• Instruction:
Skip every picture and transcribe the remaining material exactly.

[Image point annotation entries]
....
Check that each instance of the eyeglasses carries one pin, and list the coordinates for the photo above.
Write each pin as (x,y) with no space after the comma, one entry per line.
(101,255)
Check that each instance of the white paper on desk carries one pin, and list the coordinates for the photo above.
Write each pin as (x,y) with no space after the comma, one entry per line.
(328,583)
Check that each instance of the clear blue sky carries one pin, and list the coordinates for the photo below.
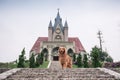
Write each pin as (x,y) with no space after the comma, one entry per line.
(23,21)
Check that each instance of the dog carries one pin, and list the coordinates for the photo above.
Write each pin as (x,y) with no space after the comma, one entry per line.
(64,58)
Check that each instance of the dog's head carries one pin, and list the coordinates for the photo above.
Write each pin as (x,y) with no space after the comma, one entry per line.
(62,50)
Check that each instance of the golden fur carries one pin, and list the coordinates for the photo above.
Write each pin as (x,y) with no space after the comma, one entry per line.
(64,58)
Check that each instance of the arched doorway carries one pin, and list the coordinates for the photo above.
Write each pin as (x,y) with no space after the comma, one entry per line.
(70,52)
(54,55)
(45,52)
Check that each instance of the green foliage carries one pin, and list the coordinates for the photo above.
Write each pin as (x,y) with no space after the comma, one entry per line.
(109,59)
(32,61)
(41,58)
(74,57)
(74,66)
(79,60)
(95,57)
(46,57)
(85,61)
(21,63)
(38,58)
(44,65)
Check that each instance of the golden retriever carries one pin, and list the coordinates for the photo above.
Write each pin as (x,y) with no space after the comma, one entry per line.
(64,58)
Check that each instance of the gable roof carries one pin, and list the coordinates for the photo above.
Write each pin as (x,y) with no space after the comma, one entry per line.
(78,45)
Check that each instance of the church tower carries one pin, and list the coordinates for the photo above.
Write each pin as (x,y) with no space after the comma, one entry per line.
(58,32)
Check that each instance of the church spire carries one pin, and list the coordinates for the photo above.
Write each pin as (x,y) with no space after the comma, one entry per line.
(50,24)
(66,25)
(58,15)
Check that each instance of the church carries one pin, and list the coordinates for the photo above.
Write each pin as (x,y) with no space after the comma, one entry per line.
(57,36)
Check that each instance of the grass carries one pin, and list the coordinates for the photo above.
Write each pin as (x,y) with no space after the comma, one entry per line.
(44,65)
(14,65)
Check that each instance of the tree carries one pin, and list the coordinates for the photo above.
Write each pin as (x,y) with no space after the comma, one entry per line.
....
• Written response:
Check that each instance of the eyeglasses carries one pin, and list the coordinates for the photo above.
Write each pin as (x,y) with no space after the comma, one entry per line.
(101,255)
Check that each instance of the white paper on desk carries one pin, and list the coordinates for the photo above.
Write each pin as (x,y) with no space after the comma, one entry per line.
(328,583)
Check that each instance of the clear blue sky carries one pin, and list the coordinates for the photo below.
Write each pin as (x,y) with no space after the comma, one entry per line.
(23,21)
Check that each instance of the dog carries one pin, and list the coordinates for the photo above.
Write each pin as (x,y) with no space after the comma, one entry per line.
(64,58)
Check that each instance of the dog's head carries one pin, and list the coordinates for the photo above.
Write each pin as (x,y) with no space after the comma, one entry per line.
(62,50)
Check that each instance of the golden fur carries one pin, and list the coordinates for the photo above.
Write each pin as (x,y) with no space after the comma, one entry per line.
(64,58)
Check that each instance of the arched doorway carries one pin, and list the coordinates for the photo above.
Write each pin as (x,y) with no space after the comma, one entry per line.
(70,52)
(54,55)
(45,52)
Check that each instance of the green foliage carries one pin, and list the coordinates for the photo above.
Write each pin as (x,y) with no space after the comma, one entry per line.
(109,59)
(32,61)
(41,58)
(74,57)
(74,66)
(79,60)
(95,57)
(46,57)
(85,61)
(21,63)
(38,58)
(44,65)
Check that each instance of the golden retriever carries one pin, and list the coordinates for the photo above.
Write each pin as (x,y) with no space after the comma, one entry per line.
(64,58)
Check that each instance of the gable roof carries one pin, and list the coordinates for the photo above.
Write each pin as (x,y) with no space after the comma, one entry per line.
(78,45)
Check that each instance of the church tower carries one pin, and list the coordinates for the photo above.
Write each pin as (x,y) with no space after the comma, one entry per line.
(58,32)
Check that each instance of the church spire carries one pin, and list the coordinates for the photo above.
Write each pin as (x,y) with no space after the comma, one entry per line.
(50,24)
(66,25)
(58,15)
Check that each instance of the church carries one pin, and list the coordinates for the photo above.
Write each pin as (x,y) with no space after the comma, one entry per line.
(57,36)
Check that each instance of the grass carries one pin, and list the coordinates for the photo above.
Write each pin as (x,y) with no space after the comma, one entry per line.
(44,65)
(14,65)
Check that each instance of the tree carries one pin, and list the coordinates for the photo above.
Write each pin as (x,y) with no space after the comma, one entry per line.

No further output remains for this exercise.